Tasks to perform —
(a) In the forum thread, on which device did the poster Jaraka say the pictures could still be seen?
(b) Reproduce verbatim the passage of the forum thread between "I thought it" and "better get moving!", inclusive.

Selected text —
↓

# Emperor's Children 6th Company



## Jaraka (Mar 18, 2011)

Hi folks,

I thought it was about time I posted up my work in progress 6th company. They have gone through several incarnations in this edition (including Defilers, Oblits, Predators etc) but this is really what it has boiled down to competitively and aesthetically - a balance I constantly strive for! 

I'll post what i'm working on below (Not all complete but getting there...) but I'm also working on 2 Demon Princes and a Greater Demon, which, like most of my work - are heavily converted. I'll post pics of them when assembled and then painted. I have a tournie in April, so I better get moving!

EDIT: PLEASE NOTE I HAVE RE-POSTED THE PICS AND THEY ARE NOW SHOWING BELOW - I HAVE DELETED THE OTHER POSTS.


----------



## allisalie (Dec 10, 2010)

Nice stuff mate. I like your painting style. Very interesting... Looking forward to the next installment.

Slannesh if my fav chaos army + Rep!


----------



## Jaraka (Mar 18, 2011)

Thanks pal - I appreciate that. More soon!


----------



## louisshli (Aug 19, 2010)

Nice Emperor's Children mate. Keep it up...


----------



## Midge913 (Oct 21, 2010)

Apparently it is just me, but I cant see any of your photos mate.


----------



## louisshli (Aug 19, 2010)

Actually Midge, it isn't just you! I was able to see this properly on my iPhone... but can't seem to see the pics now that I'm on my laptop!


----------



## Jaraka (Mar 18, 2011)

Hey folks - Thanks for the comments. It's not just you guys, I can only see the pictures on my imac but can't on my laptop or iphone?!

It happened after a Mod moved all my pics into smaller posts - it seems some browser versions can't load them  Sorry, I don't know how to fix it?!

Any suggestions?


----------



## Khorne's Fist (Jul 18, 2008)

I can't see them either. Shame, because the EC are my favourite traitor legion. Hope it gets sorted soon.


----------



## Jaraka (Mar 18, 2011)

6th Company Emperor's Children
View attachment 959932884

Squad Jaraka Dreadnought, Vindicator and Objective Marker
View attachment 959932885

Squad Varathnaz Dreadnought, Vindicator and Objective Marker
View attachment 959932886

Squad Seethius Dreadnought, Vindicator and Objective Marker
View attachment 959932887


----------



## Jaraka (Mar 18, 2011)

Seethius and Squad
View attachment 959932888

Squad Seethius
View attachment 959932889

Seethius and Squad 2
View attachment 959932890

Varathnaz and Squad
View attachment 959932891


----------



## Jaraka (Mar 18, 2011)

Jaraka and Squad
View attachment 959932892

Jaraka and Squad 2
View attachment 959932893

Varathnaz's Dreadnought
View attachment 959932894

Seethius' Dreadnought
View attachment 959932895

Jaraka's Dreadnought
View attachment 959932896


----------



## Jaraka (Mar 18, 2011)

↑

Record set —

↓

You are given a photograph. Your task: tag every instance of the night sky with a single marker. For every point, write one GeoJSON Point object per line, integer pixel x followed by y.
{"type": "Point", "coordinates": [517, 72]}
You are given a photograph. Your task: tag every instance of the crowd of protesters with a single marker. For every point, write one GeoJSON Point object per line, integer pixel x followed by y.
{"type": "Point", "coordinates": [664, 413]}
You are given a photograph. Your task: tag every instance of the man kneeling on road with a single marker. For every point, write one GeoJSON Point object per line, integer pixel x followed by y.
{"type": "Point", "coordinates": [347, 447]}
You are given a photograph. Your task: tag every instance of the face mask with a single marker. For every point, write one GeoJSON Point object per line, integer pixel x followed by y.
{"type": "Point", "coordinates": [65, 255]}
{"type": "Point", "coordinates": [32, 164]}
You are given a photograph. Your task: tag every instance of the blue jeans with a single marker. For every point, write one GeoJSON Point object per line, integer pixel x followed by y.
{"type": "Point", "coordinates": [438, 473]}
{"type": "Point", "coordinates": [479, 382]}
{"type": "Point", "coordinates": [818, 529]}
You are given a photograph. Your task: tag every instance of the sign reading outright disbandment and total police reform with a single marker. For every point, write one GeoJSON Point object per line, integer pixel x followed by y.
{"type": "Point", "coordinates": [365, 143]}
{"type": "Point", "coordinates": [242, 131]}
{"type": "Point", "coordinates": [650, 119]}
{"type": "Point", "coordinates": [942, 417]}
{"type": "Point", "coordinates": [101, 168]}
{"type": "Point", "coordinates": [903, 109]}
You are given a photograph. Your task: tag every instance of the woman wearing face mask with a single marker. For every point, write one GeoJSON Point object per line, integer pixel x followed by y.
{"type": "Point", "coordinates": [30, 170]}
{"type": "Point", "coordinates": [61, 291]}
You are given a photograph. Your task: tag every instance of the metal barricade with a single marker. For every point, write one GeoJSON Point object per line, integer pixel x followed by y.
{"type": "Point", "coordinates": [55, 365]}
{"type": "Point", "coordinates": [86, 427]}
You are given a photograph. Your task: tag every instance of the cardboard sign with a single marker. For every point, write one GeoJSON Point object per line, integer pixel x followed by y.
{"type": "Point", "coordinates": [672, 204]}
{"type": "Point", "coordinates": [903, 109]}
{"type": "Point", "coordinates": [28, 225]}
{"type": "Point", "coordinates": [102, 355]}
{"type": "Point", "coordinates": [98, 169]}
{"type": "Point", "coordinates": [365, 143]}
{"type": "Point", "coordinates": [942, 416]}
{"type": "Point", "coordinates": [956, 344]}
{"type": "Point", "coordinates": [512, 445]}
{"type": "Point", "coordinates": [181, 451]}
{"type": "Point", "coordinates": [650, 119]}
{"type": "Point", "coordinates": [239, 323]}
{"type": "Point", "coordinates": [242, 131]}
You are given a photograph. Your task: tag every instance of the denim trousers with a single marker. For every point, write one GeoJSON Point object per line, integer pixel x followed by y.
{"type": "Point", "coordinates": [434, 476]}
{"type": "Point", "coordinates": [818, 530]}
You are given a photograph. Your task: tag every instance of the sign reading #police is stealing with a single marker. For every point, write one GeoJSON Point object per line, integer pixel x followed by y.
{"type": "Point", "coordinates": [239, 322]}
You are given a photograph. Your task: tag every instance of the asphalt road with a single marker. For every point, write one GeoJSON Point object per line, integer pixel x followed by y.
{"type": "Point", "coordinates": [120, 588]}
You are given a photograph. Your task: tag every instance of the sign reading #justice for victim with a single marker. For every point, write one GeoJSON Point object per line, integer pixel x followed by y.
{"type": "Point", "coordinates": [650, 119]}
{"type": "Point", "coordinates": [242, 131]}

↑
↓

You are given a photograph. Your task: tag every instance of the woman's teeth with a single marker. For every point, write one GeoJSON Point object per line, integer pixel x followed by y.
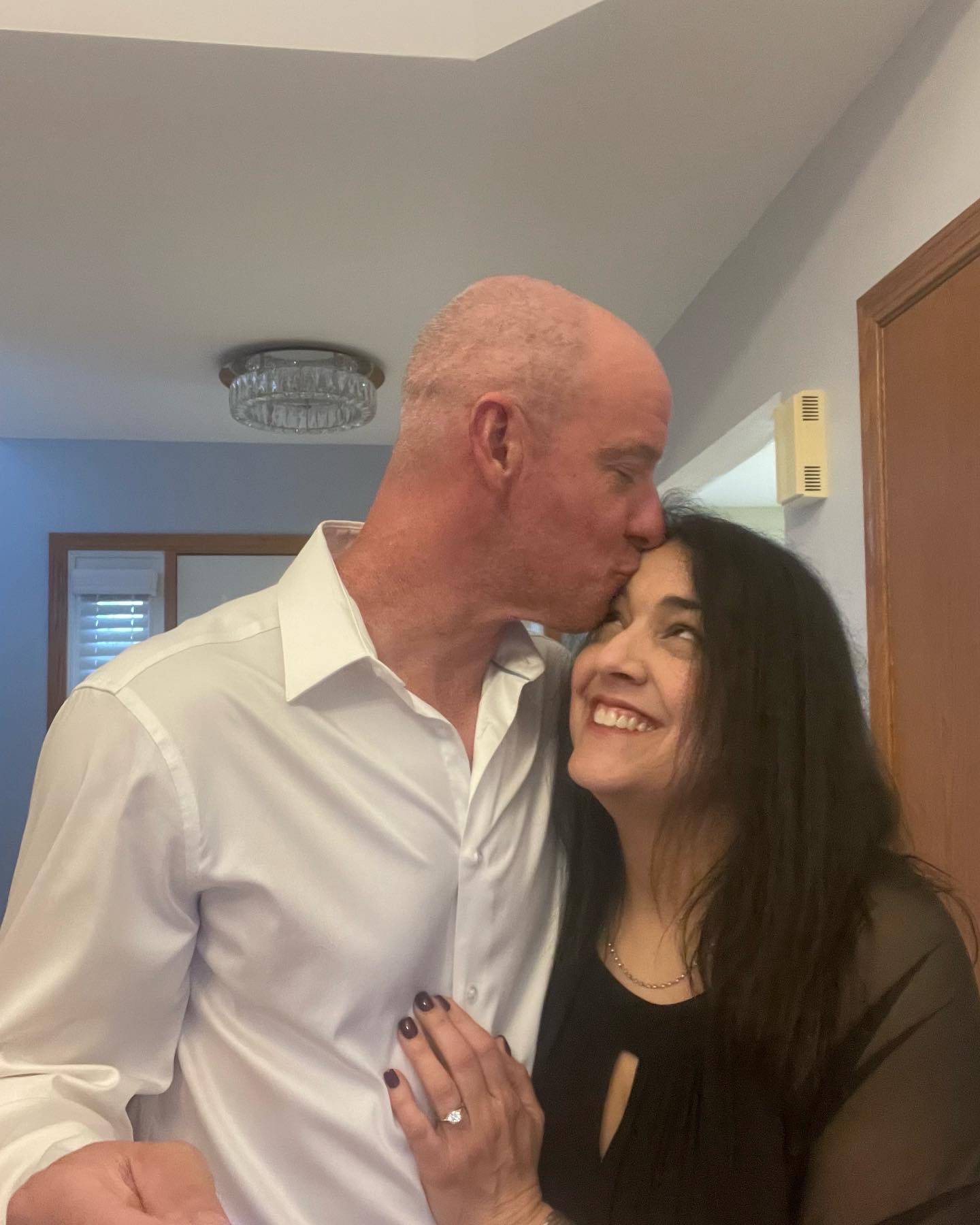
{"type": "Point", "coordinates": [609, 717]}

↑

Outputs for the tasks —
(a) On an iMac.

(b)
I thought it was about time I posted up my work in progress 6th company. They have gone through several incarnations in this edition (including Defilers, Oblits, Predators etc) but this is really what it has boiled down to competitively and aesthetically - a balance I constantly strive for! 

I'll post what i'm working on below (Not all complete but getting there...) but I'm also working on 2 Demon Princes and a Greater Demon, which, like most of my work - are heavily converted. I'll post pics of them when assembled and then painted. I have a tournie in April, so I better get moving!